PROBLEM TO WORK ON -> Leave out every picture, then transcribe the rest of the listing exactly.

TASK INPUT ->
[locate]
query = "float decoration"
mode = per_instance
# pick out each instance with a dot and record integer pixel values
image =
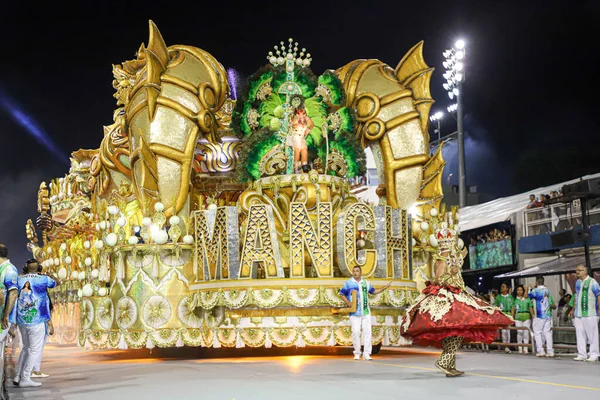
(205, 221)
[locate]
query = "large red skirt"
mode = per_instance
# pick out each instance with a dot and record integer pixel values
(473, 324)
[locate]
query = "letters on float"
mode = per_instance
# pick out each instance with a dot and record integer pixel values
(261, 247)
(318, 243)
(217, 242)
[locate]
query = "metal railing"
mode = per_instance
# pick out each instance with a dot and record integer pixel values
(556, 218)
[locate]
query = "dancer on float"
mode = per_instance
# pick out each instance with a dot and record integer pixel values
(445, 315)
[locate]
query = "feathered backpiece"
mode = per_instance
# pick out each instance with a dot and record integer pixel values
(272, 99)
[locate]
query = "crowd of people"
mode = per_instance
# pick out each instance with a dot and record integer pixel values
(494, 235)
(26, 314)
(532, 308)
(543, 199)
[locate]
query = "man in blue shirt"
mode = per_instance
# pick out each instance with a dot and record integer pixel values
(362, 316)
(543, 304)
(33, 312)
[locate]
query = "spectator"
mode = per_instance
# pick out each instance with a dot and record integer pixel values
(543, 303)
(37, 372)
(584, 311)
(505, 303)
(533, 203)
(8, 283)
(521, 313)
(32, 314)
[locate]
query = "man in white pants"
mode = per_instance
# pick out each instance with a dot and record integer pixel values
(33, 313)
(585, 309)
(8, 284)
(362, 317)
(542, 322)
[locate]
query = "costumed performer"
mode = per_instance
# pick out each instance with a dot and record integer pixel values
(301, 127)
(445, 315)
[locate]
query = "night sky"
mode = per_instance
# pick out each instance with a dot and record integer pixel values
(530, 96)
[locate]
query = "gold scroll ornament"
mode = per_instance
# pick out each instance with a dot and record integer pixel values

EXERCISE RESPONSE ->
[locate]
query = "float decoration"
mode = per_instance
# pick out each instance with a dot and record integer pixel values
image =
(205, 221)
[locate]
query = "large red skirt"
mode = per_instance
# pick out each instance with a dot and record integer pixel values
(473, 324)
[locate]
query = "letters on float"
mode = per_instance
# pick out each instance with a dot and record integer pixel values
(261, 247)
(318, 243)
(217, 242)
[locate]
query = "metal railing"
mode = per_instance
# pick out each instance with a dot and record integer pixel values
(556, 218)
[locate]
query = "dancer on float"
mode = per_instance
# pick out each instance with a dot and record integer pixel values
(445, 315)
[locate]
query = "feathered backpiece"
mode = per_instance
# pick out each instance with a dot and record integer pixel values
(272, 99)
[locate]
query = "crowd of people"
mode = per_instance
# pick out each instance with a dot and record integer pixel values
(494, 235)
(26, 314)
(532, 308)
(543, 199)
[locate]
query = "man in blue shirt"
mode = per_instance
# pick out each instance with a dot and record integer pixel values
(362, 316)
(543, 304)
(33, 312)
[locate]
query = "spectator"
mode = per_instance
# pick out each instance with a dot and record integer pixel values
(543, 303)
(37, 372)
(584, 311)
(505, 303)
(533, 203)
(8, 283)
(521, 313)
(32, 314)
[locate]
query = "man in white pants"
mode = per_instance
# pick out each instance with a dot and record integer pixel values
(33, 313)
(585, 309)
(8, 284)
(362, 317)
(542, 322)
[locate]
query = "costumed performer"
mode = per_instance
# pick out each instance with a dot and record integer pixel values
(301, 127)
(445, 315)
[locate]
query = "night sky"
mode = per_instance
# pick out each instance with a dot and record integer pixel values
(530, 96)
[locate]
query = "gold scroll ornament"
mode = per_instance
# pick out each instance with a dot and record integer pixel values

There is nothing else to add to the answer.